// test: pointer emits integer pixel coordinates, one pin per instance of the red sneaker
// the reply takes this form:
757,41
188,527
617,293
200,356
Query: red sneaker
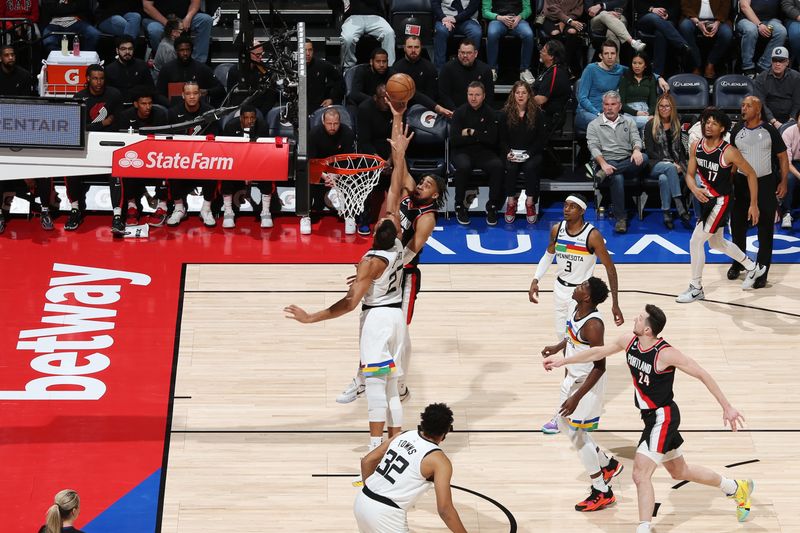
157,218
613,469
596,501
133,217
—————
## What is required
Copy all the entries word for word. Omit any pictures.

## Task response
// test: pointer emits integer pixel coordinates, one pin per instance of the red sneaker
// the reply takes this form:
757,41
188,527
617,293
200,356
Query: red sneaker
157,218
613,469
596,501
133,217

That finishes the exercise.